▶ **Task directions**
Pictures stay out; everything else in the records below is copied exactly.
-- Begin Entries supplied --
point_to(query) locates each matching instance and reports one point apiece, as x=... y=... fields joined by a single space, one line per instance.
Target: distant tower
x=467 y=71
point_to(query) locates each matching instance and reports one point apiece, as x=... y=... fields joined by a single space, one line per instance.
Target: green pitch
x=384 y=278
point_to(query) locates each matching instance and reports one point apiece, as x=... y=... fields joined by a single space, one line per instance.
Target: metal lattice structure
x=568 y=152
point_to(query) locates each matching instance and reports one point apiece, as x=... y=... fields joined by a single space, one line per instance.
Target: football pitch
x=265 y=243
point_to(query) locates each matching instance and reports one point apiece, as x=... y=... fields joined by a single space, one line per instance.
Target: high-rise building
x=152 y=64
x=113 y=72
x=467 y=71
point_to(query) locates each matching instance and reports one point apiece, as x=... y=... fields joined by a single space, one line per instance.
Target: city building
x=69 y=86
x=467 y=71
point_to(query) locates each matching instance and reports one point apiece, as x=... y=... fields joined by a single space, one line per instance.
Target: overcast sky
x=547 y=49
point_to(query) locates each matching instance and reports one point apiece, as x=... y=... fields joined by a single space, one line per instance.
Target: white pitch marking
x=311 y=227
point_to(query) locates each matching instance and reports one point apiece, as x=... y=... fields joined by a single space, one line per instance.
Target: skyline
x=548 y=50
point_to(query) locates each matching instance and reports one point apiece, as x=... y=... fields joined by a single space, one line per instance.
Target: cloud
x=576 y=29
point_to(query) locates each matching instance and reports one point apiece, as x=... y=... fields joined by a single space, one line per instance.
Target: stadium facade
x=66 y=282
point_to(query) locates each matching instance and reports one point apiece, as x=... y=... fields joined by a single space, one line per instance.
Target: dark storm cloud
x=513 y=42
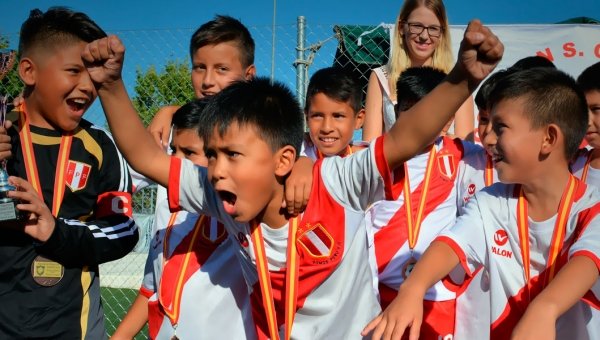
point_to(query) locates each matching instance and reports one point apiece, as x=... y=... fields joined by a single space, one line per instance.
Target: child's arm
x=479 y=53
x=407 y=308
x=134 y=320
x=570 y=284
x=160 y=126
x=373 y=125
x=105 y=62
x=298 y=186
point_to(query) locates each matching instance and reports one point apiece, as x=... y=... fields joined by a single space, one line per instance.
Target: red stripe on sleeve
x=383 y=167
x=174 y=184
x=146 y=292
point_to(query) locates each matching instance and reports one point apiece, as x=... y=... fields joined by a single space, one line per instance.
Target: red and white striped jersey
x=335 y=295
x=486 y=235
x=199 y=279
-- End Entries supplied --
▶ **Written reply**
point_to(query) locates each matching instance and reports one point apiece, as x=... y=... fields joined by a single space, one line per instance.
Target: distant tower
x=467 y=71
point_to(query) locates each matching instance and reports one point apiece, as x=... y=... fields joined by a single space, one line per instance.
Target: green pitch
x=384 y=278
point_to(query) locates each matching instance and reports one point apiece, as x=... y=... fields joined by a single space, one line per instance.
Target: metal lattice structure
x=568 y=152
point_to(query) locates each matching instance and reports one point apiece, as x=... y=... fields joined by a single space, one line per instance.
Target: football pitch
x=265 y=243
point_to(query) locates each matching instance and reports one point apiece, as x=... y=... fields joined by a single space, one line per instance.
Target: high-rise building
x=152 y=64
x=113 y=72
x=467 y=71
point_to(query) locates each matching instance and reports one point apiece, as x=... y=... fields joined by a single space, one line per instance.
Target: city building
x=69 y=86
x=467 y=71
point_to(query) locates each matching instance and reports one point apiece, as x=... y=... fields joined by a single space, one line per instance.
Target: overcast sky
x=547 y=49
point_to(query) locates each matching instance and reports one point apiece, as x=... y=... fields joined by a single space, one line per instance.
Target: white pitch marking
x=311 y=227
point_to(query) locates each matching instance and reports one point apiece, as x=... y=... fields joined by a single space, one line per instance.
Target: skyline
x=548 y=50
point_to(query) locates each matching instance and reports one point apiece, as x=... y=... fields joined by a single space, one line per instance.
Target: cloud
x=576 y=29
point_to(query) locates each matching instance and reports one point apiece, as x=... y=... fields joined by a single space, one line per instance.
Target: stadium facade
x=66 y=282
point_to(query) locates each matching instance and reports one point apiece, as x=... y=... fields joined by a single space, one line per instance.
Target: dark storm cloud
x=513 y=42
point_to(query) locates each matching instance and reports one point apiece, as x=... y=... fields joined by a single space, one line per instance.
Target: child's arm
x=479 y=53
x=407 y=308
x=134 y=320
x=570 y=284
x=160 y=126
x=373 y=125
x=105 y=62
x=298 y=186
point_to(query) locates each matching instance and reports one point apiece, as x=... y=... fields joined by a single space, one line per instance.
Target: red stripe on sleeve
x=383 y=167
x=174 y=184
x=146 y=292
point_to(query) locates each matching instance and reports one point apiece, as x=... y=... fields joined by a single space, one line per instance.
Target: red and white striped jersey
x=335 y=295
x=486 y=235
x=199 y=279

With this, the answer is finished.